= Region segmentation data =
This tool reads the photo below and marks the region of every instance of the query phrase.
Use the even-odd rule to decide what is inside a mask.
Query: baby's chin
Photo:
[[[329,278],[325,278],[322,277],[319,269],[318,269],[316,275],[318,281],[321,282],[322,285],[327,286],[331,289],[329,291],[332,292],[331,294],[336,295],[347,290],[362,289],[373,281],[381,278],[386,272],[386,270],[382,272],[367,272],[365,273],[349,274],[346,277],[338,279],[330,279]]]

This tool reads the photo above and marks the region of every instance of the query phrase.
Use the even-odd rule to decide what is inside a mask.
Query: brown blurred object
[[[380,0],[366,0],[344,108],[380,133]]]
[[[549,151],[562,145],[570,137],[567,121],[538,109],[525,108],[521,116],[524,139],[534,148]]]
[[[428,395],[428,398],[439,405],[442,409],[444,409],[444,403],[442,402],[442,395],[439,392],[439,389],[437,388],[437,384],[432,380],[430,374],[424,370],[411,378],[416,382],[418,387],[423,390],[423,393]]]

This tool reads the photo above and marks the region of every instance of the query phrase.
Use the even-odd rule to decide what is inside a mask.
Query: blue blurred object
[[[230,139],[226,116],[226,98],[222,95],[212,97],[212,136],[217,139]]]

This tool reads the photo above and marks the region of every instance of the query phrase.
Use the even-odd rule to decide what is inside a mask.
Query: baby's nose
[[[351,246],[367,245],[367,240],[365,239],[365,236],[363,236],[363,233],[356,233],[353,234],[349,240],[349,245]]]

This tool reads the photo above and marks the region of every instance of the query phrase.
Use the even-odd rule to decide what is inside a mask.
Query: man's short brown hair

= Work required =
Convert every line of the items above into a Markdown table with two columns, Index and Content, numbering the rows in order and leaving out blank lines.

= Solution =
| Index | Content |
|---|---|
| 1 | This tool reads the photo below and marks the region of every instance of the query phrase. |
| 2 | Use the even-odd rule to decide what is inside a mask. |
| 3 | Query: baby's chin |
| 4 | Photo: |
| 5 | [[[329,278],[325,278],[322,277],[319,269],[318,269],[316,275],[318,281],[321,282],[322,285],[327,286],[331,289],[329,291],[332,292],[331,294],[336,295],[347,290],[362,289],[373,281],[381,278],[386,272],[386,270],[382,272],[367,272],[365,273],[349,274],[346,277],[338,279],[330,279]]] |
| 6 | This tool reads the photo above and marks the region of every instance of the query phrase. |
| 7 | Use the even-odd rule to decide what is inside a mask. |
| 8 | Query: brown blurred object |
| 9 | [[[380,0],[366,0],[344,108],[380,133]]] |
| 10 | [[[549,151],[562,145],[570,137],[567,121],[538,109],[525,108],[521,116],[524,139],[534,148]]] |
| 11 | [[[428,395],[428,398],[439,405],[442,409],[444,409],[444,403],[442,402],[442,395],[439,392],[439,389],[437,388],[437,384],[432,380],[430,374],[424,370],[411,378],[416,382],[418,387],[423,390],[423,393]]] |
| 12 | This tool reads the photo above and marks the region of every instance of the query phrase. |
| 13 | Use the even-odd rule to decide what is inside a mask. |
| 14 | Query: blue blurred object |
| 15 | [[[230,139],[226,116],[226,98],[222,95],[212,97],[212,136],[217,139]]] |
| 16 | This tool reads the photo above and marks the region of every instance of the query phrase. |
| 17 | Use the even-odd rule to decide what is inside a mask. |
| 18 | Query: baby's nose |
| 19 | [[[351,246],[367,245],[367,240],[365,239],[365,236],[363,236],[363,233],[356,233],[353,234],[349,240],[349,245]]] |
| 20 | This tool reads the photo above and marks the region of every instance of the query phrase. |
| 21 | Use the even-odd rule to decide what is inside a mask. |
| 22 | Query: man's short brown hair |